*Problem statement*: From the records below, extract every line that contains the string "backpack" and copy each such line in full.

** start Records for this exercise **

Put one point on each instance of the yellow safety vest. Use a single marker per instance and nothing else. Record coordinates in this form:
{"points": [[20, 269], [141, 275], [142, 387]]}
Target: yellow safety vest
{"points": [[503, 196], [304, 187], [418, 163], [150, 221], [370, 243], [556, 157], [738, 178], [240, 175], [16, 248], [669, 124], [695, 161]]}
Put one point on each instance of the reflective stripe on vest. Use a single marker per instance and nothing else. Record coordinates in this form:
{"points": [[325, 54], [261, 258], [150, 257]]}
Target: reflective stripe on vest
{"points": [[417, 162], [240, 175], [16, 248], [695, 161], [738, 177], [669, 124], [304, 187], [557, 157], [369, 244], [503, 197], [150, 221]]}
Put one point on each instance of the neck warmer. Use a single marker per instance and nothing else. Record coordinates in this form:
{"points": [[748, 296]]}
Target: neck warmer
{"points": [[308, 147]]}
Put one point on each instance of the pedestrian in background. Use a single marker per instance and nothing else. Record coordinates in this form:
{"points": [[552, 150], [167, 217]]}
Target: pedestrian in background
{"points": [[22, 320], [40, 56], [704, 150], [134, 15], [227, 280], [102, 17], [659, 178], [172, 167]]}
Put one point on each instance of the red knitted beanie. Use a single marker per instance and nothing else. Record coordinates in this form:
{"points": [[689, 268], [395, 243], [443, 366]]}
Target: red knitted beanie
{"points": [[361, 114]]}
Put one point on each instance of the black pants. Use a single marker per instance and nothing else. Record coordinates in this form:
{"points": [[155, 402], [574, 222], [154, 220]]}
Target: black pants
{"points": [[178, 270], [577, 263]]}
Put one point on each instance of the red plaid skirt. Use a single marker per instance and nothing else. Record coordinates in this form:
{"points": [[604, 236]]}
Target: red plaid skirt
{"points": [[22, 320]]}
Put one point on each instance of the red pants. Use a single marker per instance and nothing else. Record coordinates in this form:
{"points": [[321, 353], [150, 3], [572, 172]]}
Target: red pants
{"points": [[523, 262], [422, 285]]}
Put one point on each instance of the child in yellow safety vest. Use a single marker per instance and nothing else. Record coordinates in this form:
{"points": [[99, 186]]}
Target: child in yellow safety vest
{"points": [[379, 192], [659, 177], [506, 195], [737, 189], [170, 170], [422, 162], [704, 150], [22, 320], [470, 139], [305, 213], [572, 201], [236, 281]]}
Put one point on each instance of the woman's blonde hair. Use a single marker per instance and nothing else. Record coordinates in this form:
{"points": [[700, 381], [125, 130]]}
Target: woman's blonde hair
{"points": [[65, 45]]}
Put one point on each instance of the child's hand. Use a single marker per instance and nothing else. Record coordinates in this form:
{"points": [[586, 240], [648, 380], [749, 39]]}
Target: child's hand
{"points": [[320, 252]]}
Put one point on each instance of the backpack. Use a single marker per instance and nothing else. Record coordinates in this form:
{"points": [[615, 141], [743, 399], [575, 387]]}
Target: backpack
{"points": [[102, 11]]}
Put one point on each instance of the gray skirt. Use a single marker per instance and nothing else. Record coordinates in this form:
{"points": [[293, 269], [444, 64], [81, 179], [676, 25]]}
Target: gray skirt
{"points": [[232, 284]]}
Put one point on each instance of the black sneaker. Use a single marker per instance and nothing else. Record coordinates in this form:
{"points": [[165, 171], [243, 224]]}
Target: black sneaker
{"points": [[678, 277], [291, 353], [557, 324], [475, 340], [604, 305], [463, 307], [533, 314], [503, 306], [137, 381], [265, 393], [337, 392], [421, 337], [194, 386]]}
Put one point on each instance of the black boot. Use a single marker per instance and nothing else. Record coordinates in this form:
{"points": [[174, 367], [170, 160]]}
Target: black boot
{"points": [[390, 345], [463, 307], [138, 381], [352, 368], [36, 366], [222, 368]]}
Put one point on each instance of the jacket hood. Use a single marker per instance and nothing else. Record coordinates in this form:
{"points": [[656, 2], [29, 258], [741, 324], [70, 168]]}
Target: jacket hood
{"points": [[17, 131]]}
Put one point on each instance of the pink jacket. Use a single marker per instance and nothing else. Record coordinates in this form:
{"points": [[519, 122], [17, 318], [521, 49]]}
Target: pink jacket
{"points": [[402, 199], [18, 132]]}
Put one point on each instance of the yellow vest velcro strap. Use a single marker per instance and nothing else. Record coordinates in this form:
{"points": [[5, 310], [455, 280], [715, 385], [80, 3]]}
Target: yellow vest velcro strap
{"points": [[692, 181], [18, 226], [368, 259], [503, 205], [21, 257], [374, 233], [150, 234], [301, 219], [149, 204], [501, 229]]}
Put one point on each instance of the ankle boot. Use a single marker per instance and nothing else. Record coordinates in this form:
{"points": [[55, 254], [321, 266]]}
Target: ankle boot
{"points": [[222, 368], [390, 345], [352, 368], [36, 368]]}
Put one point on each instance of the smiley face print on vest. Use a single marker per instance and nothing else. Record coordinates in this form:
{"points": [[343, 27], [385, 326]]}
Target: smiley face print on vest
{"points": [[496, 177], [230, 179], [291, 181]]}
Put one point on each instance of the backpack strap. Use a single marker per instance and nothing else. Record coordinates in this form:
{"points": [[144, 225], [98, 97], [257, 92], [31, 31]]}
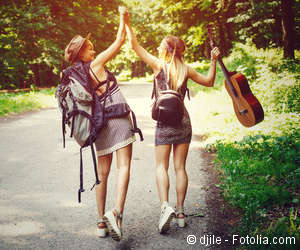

** end Records for this exercise **

*The reply*:
Put one point on each instance of the backpack. Use a single marker per instance and nothing else. Record coordinates in this form:
Target: backpack
Put one point on each instance of the backpack strap. Use a single marker per instance and nothing else. Record coordinates in this form:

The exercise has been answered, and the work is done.